## BEGIN Input
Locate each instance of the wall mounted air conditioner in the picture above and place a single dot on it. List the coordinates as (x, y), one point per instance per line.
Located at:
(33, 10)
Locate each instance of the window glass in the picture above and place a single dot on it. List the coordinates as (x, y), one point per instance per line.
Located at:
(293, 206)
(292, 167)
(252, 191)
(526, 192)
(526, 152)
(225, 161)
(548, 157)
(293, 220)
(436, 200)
## END Input
— Exercise —
Put the lines above into a numbered list, leaving out any blank lines.

— The solution —
1. Locate each instance of the wall mounted air conditioner in the picture above and place a single dot on it. List the coordinates as (x, y), one point per instance per line.
2. Located at:
3. (33, 10)
4. Locate each instance of the window glass in the picture above and place a single dot on it. List the coordinates as (x, y), one point per instance per line.
5. Located at:
6. (293, 206)
7. (292, 167)
8. (252, 191)
9. (526, 192)
10. (526, 152)
11. (225, 161)
12. (548, 157)
13. (293, 220)
14. (436, 200)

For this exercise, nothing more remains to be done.